In the text on classroom yoga, how does the writer encourage letting the air out on the exhale?

> **Selected text**:
· · · · ·

After the rules (I only do this one time but I bring the board each week as a reminder, classes started with belly breathing. A great way to begin! I am a strong believer of breathing in and out through the nose, as an exhale with the mouth actually feels like a balloon that is losing air too fast (insert “balloon deflating too rapidly” sound here….FFFRRRAAPFT). I encourage breathing in through the nose, as if you are smelling a lovely flower and then letting the air gently leave through the nose on the exhale. It is more calming this way. Of course, there are two exceptions. If you have a cold/allergy or if you feel nervous and it makes you uncomfortable to breath that way.
One reason I bring yoga into classrooms is to help students and teachers that yoga is an accessible safe choice towards embodying self-control. Yoga is all about the self. Yoga is all about what it feels like inside your body. Only the individual knows what is feel like because no one else is inside another person’s being. The individual knows what is safe, what makes them feel good and how to calm themselves down. With increased self control, classrooms can flow more smoothly and teachers do not have to be noise/distraction monitors. For sure, yoga is not a cure-all, but it is one very accessible, adaptable and enjoyable tool for a person’s emotional intelligence tool kit.

· · · · ·

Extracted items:
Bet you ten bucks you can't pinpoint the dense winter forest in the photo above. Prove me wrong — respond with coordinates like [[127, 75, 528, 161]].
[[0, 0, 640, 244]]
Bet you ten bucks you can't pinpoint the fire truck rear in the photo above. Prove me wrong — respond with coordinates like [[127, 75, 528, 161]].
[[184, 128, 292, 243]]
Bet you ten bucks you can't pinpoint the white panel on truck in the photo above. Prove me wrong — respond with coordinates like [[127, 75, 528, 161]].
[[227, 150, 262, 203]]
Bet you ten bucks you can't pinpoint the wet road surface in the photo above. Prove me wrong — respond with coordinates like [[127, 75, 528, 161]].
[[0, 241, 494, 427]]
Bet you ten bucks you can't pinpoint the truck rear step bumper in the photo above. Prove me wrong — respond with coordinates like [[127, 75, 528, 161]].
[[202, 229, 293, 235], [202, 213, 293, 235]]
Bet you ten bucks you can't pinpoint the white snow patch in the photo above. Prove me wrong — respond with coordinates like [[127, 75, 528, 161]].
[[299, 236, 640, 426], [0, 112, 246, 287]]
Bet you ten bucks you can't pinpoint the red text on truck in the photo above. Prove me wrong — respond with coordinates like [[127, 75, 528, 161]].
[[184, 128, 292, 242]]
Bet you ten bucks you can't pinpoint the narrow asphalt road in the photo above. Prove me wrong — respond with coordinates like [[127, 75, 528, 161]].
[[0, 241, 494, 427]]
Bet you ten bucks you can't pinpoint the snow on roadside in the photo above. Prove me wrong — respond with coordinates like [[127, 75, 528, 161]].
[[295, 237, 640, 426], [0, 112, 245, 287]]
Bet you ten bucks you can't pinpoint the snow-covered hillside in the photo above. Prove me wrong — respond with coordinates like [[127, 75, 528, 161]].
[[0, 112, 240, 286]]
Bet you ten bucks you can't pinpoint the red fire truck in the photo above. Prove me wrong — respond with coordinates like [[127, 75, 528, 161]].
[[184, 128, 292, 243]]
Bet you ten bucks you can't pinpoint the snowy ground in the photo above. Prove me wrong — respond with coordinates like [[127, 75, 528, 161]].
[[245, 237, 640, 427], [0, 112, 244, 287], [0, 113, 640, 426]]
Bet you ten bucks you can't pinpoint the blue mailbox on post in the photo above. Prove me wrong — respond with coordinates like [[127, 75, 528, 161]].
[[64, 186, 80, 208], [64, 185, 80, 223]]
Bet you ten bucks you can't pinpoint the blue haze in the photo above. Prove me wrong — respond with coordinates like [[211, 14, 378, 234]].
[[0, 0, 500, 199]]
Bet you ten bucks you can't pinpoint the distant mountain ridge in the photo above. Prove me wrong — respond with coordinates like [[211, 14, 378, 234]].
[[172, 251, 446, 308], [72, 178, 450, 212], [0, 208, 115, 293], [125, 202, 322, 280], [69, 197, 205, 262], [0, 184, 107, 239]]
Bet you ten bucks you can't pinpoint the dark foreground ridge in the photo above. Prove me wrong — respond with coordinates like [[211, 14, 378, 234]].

· · · · ·

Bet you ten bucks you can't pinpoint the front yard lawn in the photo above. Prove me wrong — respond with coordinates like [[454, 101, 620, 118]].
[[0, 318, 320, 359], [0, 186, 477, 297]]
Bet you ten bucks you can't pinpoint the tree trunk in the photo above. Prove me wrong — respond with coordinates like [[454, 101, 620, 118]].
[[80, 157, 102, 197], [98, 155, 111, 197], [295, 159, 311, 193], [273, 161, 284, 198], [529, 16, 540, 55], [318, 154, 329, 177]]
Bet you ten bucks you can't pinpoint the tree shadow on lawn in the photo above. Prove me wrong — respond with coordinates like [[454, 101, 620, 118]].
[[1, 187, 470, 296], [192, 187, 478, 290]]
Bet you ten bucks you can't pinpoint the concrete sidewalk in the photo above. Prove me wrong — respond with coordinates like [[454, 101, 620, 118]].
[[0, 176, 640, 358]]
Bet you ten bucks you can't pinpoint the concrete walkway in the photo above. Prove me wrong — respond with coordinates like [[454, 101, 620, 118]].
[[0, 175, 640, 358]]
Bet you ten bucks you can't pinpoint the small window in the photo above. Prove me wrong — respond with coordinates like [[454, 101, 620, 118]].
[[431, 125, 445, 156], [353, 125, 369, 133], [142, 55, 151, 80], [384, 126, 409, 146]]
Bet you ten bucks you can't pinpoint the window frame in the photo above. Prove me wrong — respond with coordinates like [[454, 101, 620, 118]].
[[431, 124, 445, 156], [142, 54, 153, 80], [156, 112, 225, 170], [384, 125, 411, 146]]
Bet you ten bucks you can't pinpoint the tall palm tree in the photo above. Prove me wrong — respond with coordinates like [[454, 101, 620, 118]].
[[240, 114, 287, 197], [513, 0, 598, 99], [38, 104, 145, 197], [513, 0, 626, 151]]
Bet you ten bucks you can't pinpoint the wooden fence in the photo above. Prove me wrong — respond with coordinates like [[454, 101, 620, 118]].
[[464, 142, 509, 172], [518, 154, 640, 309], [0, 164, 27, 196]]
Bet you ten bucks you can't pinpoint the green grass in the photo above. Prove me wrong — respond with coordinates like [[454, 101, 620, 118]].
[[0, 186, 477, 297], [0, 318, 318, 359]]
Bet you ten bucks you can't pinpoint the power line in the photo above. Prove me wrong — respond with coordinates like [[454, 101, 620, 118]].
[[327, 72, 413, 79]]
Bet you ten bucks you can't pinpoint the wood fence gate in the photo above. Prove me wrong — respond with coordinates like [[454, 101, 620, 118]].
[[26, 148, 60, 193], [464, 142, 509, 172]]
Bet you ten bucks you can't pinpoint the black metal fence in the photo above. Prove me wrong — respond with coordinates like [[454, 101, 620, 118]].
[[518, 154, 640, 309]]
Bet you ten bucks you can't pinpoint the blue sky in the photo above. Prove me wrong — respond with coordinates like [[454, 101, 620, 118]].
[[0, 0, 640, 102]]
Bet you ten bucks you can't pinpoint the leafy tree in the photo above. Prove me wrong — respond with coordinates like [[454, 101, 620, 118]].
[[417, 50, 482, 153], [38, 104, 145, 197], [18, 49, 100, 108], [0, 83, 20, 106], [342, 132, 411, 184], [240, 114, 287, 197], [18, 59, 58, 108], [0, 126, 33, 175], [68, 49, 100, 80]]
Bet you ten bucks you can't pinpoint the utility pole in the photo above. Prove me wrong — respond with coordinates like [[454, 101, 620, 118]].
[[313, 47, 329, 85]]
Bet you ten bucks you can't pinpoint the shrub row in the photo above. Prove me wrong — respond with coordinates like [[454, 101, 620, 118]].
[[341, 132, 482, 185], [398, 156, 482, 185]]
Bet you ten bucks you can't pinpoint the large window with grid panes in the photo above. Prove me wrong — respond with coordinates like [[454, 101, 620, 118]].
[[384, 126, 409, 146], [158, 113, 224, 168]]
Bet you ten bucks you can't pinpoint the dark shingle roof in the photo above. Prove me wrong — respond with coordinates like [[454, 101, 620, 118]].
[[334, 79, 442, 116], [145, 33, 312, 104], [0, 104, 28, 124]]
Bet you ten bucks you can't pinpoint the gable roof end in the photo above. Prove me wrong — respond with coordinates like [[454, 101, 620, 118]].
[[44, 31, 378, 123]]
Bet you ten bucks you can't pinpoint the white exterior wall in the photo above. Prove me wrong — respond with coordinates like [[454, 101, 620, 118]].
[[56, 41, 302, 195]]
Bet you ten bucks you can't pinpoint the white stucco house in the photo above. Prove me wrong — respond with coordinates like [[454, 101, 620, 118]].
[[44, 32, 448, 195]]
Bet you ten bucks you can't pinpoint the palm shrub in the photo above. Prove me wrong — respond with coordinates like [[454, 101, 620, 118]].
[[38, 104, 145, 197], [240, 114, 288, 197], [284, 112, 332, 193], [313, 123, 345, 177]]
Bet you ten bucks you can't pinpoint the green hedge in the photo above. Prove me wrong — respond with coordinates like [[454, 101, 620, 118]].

· · · · ·

> **Answer to this task**:
By letting the air gently leave through the nose.